# Pasaje seleccionado
# Estuve / estaba



## SrRdRaCinG

No hablaba bien cuando estuve/estaba en el grado octavo.


----------



## Honeypum

SrRdRaCinG said:
			
		

> No hablaba bien cuando estaba en el grado octavo.


----------



## Grekh

en el "octavo grado" se oye mejor que "en el grado octavo"


----------



## Rayines

Un agregadito: ponemos el adjetivo numeral antes del sustantivo.





			
				SrRdRaCinG said:
			
		

> No hablaba bien cuando estaba en octavo grado.


----------



## SrRdRaCinG

¿Cómo se cambiaría esta oración mientras usando estuve?

No hablé bien cuando estuve en el octavo grado?


----------



## Grekh

sí, tu frase está bien aunque no es muy común a menos que estés hablando de algo en específico y que ambos sepan que es algo totalmente pasado.


----------



## Pedro P. Calvo Morcillo

SrRdRaCinG said:
			
		

> ¿Cómo se cambiaría esta oración mientras usando estuve?
> 
> No hablé bien cuando estuve en el octavo grado ?



No hablé bien cuando estuve en el octavo grado.
Once I did speak badly when I was in the eighth grade.

No hablaba bien cuando estaba en el octavo grado.
I didn't speak well [fluently] when I was in the eighth grade.


----------



## Honeypum

SrRdRaCinG said:
			
		

> ¿Cómo se cambiaría esta oración mientras usando estuve?
> 
> No hablé bien cuando estuve en el octavo grado?


 
No hablé bien cuando estuve en el octavo grado  

Cuando estaba en octavo grado, no hablé bien de....

El primer verbo va en pretérito imperfecto y el segundo en pretérito indefinido. 
Dentro del período de tiempo "estaba en cuarto grado", sucedió un hecho concreto en el que "no hablé bien de.."
Se utiliza para hablar de hechos concretos que sucedieron en el pasado, en un momento determinado. 

Es decir, cuando estabas haciendo una cosa, sucedió otra.


----------



## lazarus1907

Lo que Pedro y Honeypum están intentando decirte es que el indefinido (estuve) se usa para momentos puntuales y para describir el resultado final de una o varias acciones particulares. O sea, puedes decir:

Hablé con el presidente [en una ocasión específica] cuando estaba en octavo grado.
Me rompí la pierna [en una ocasión específica] cuando estaba en octavo grado.
Estuve en el hospital muy grave una vez cuando estaba en octavo grado.
Gané dos medallas [en dos ocasiones específicas] cuando estaba en octavo grado.

Sin embargo:

Hablaba con el presidente [con frecuencia, repetidas veces,...] cuando estaba en octavo grado.
Me rompía la pierna [con frecuencia, repetidas veces,...] cuando estaba en octavo grado.
Estaba en el hospital muy grave [con frecuencia, repetidas veces,...] cuando estaba en octavo grado.
Ganaba dos medallas [con frecuencia, repetidas veces,...] cuando estaba en octavo grado.

# Registros
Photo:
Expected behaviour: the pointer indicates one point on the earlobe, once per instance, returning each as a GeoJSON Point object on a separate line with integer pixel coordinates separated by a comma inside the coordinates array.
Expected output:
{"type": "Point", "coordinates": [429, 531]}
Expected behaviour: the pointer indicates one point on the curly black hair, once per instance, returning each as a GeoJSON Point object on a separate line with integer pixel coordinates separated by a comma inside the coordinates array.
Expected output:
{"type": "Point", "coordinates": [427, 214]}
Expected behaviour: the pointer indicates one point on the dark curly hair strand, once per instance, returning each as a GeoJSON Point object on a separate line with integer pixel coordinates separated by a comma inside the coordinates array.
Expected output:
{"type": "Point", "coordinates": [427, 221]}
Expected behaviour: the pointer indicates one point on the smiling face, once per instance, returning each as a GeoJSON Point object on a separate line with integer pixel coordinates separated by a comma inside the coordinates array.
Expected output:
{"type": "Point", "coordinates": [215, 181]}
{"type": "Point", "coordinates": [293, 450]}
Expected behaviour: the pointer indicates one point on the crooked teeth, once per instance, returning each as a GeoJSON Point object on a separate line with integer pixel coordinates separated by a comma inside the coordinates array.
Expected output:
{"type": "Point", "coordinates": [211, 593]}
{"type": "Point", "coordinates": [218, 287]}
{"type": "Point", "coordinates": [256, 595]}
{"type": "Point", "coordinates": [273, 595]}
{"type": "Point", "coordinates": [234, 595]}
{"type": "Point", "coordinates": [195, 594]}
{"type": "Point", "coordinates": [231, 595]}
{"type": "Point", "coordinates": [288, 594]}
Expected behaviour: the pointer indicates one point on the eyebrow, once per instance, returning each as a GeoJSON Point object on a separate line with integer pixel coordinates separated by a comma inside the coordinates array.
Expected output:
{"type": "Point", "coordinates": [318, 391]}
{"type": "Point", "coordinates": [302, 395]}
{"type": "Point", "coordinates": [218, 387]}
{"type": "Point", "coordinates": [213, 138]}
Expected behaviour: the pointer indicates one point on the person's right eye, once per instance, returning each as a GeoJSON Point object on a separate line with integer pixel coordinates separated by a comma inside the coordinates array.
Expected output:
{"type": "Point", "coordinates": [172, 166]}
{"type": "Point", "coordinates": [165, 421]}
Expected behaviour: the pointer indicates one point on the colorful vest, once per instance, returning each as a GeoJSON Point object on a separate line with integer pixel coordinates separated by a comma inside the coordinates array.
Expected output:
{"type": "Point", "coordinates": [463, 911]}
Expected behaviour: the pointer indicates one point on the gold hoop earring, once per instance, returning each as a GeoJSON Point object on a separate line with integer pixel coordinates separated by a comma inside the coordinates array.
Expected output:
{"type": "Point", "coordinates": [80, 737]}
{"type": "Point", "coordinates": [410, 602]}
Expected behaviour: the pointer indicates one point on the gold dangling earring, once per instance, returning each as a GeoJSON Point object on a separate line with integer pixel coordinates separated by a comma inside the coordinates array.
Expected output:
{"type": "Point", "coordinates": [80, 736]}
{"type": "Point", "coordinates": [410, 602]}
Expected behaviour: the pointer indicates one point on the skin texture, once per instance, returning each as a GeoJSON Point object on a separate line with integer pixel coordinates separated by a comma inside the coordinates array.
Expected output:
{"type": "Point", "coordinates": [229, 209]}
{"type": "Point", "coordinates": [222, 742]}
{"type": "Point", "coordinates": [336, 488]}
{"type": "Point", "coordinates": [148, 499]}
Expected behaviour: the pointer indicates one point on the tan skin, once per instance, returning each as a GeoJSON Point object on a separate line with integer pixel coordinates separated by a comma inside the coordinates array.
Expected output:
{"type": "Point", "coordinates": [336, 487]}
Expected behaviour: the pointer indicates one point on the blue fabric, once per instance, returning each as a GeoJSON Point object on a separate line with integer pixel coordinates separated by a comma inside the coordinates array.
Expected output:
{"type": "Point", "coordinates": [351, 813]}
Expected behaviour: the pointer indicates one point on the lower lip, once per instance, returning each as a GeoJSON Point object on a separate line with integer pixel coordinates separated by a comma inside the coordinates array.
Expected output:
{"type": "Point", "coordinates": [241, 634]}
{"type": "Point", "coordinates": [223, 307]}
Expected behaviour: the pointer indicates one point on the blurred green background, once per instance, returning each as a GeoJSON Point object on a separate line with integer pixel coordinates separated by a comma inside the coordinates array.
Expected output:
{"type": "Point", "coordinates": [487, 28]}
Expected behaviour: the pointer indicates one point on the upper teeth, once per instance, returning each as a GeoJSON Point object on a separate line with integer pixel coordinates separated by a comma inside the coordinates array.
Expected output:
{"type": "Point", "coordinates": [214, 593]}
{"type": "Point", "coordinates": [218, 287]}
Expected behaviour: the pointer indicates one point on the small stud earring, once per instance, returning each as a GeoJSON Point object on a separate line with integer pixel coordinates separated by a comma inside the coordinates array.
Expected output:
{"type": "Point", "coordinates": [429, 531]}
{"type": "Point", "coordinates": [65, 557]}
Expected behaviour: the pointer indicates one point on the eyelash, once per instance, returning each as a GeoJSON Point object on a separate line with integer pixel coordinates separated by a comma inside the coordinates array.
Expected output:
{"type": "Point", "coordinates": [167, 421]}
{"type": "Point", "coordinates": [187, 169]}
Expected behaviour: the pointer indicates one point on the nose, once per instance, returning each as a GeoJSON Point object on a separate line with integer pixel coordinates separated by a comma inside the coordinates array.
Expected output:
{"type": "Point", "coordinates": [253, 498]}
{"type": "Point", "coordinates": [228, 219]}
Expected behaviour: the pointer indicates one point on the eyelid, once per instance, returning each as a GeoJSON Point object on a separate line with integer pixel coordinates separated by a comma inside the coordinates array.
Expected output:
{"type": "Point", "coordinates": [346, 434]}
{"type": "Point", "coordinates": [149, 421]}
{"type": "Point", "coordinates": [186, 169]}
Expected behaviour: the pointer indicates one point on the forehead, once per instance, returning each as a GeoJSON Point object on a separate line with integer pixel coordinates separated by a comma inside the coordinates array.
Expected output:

# Qué hay que hacer
Indica si cada afirmación concuerda con el pasaje seleccionado. Responde sí o no y cita las palabras del pasaje que lo deciden.
1. Rayines señala que el adjetivo numeral se coloca después del sustantivo.
2. Grekh considera incorrecta la frase «No hablé bien cuando estuve en el octavo grado».
3. Según lazarus1907, el indefinido se usa para momentos puntuales.

# Resultado de la tarea
1. No: «ponemos el adjetivo numeral antes del sustantivo».
2. No: «sí, tu frase está bien».
3. Sí: «el indefinido (estuve) se usa para momentos puntuales».